L.A. County faces ‘three weeks of devastation’ before COVID-19 surge might slow, experts say
The coronavirus wave engulfing California over the last week seems to confirm that the worst of the surge is far from over.
But how bad will it get?
The numbers — which have reached record proportions — still don’t reflect anyone who may have gotten sick during Thanksgiving. Generally, it takes two weeks after an event to determine whether coronavirus transmission occurred, and two additional weeks for hospitalization numbers to increase as a result.
It also will take several weeks for the effects of the latest stay-at-home order, which began in Los Angeles County last week and in much of California just before midnight Monday.
“The stay-at-home orders worked the first time around in that we did, in a sense, flatten the curve and see decreases occurring,” said Dr. Robert Kim-Farley, an epidemiologist and infectious diseases expert at the UCLA Fielding School of Public Health. “So I think we in public health are hopeful that these new regional stay-at-home orders will be able to also reverse this upward trend.”
But the order will hit retailers and essential workers hard at a time when relief from Washington has dried up.
The pandemic that has killed nearly 20,000 Californians and brought an economy to its knees entered a treacherous phase Sunday as much of the state began a new stay-at-home order and coronavirus cases soar.

--------------------------------

> [ABOUT THIS TASK]: Carry the article on the COVID-19 surge in Los Angeles County forward from its last sentence. The data that comes next has nothing to do with this.

--------------------------------

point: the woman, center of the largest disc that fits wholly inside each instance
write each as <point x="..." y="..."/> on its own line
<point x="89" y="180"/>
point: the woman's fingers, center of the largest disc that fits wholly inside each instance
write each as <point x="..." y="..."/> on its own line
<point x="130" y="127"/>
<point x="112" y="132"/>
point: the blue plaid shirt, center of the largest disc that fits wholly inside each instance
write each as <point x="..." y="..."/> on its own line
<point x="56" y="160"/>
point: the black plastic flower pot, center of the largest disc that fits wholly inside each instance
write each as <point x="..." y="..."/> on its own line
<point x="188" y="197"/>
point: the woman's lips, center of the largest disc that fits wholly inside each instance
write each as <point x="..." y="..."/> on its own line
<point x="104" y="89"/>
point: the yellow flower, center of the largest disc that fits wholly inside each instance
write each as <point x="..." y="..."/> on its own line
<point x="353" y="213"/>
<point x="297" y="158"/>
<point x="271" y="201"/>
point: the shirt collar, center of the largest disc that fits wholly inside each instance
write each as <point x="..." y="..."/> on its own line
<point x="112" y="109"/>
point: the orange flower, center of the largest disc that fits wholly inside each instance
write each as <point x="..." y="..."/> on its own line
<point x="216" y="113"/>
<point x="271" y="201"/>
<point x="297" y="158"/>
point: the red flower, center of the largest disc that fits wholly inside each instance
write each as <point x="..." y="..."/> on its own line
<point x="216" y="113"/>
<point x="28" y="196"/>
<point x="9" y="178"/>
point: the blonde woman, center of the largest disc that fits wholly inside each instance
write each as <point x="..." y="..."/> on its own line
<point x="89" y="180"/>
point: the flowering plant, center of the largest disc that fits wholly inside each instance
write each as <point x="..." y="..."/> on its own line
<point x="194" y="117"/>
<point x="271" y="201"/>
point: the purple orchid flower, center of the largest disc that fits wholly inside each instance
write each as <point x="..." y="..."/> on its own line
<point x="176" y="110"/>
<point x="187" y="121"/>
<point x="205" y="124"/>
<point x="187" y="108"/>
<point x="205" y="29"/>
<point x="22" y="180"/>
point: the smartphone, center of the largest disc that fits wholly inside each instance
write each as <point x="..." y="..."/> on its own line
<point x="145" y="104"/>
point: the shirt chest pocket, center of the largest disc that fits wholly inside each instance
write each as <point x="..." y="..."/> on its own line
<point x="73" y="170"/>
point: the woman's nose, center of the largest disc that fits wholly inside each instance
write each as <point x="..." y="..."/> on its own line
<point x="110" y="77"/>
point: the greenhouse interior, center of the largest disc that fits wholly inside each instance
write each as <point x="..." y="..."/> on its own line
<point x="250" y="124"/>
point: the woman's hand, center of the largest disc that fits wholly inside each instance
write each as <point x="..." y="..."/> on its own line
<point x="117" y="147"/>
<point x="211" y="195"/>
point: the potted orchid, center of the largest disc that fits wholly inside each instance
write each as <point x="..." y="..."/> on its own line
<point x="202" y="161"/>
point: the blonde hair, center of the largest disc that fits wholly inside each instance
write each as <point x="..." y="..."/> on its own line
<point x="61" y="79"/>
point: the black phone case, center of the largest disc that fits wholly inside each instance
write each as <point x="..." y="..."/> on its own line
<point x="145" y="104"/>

--------------------------------

> [EXPECTED ANSWER]:
Sounding alarms
Health experts sounded the alarm as California reported yet another day of record high coronavirus cases and Los Angeles County reported its first daily total that exceeded 10,000 infections. The rise has prompted more than 33 million Californians to be under a regional stay-at-home order. Top health officials say the controls are needed to make sure other holidays don’t become super-spreader events.
“Every state across this country needs to increase their mitigation, and every state needs to be critically informing their state population that the gatherings we saw in Thanksgiving will lead to a surge. It will happen this week and next week,” Deborah Birx, the White House’s coronavirus response coordinator, said on “Meet the Press.”
“We cannot go into the holiday season — Christmas, Hanukkah, Kwanzaa — with the same kind of attitude that: ‘Those gatherings don’t apply to me.’ They apply to everyone, if you don’t want to lose your grandparents, your aunt,” she added.
A rise in COVID-19 cases prompts L.A. school officials to reverse course on reopening. For the rest of the semester, all students will learn from home.
No signs of letting up
Los Angeles County, a hot spot for the virus in California, reported more than 10,500 new cases Sunday. Hospitalizations for COVID-19 neared 3,000.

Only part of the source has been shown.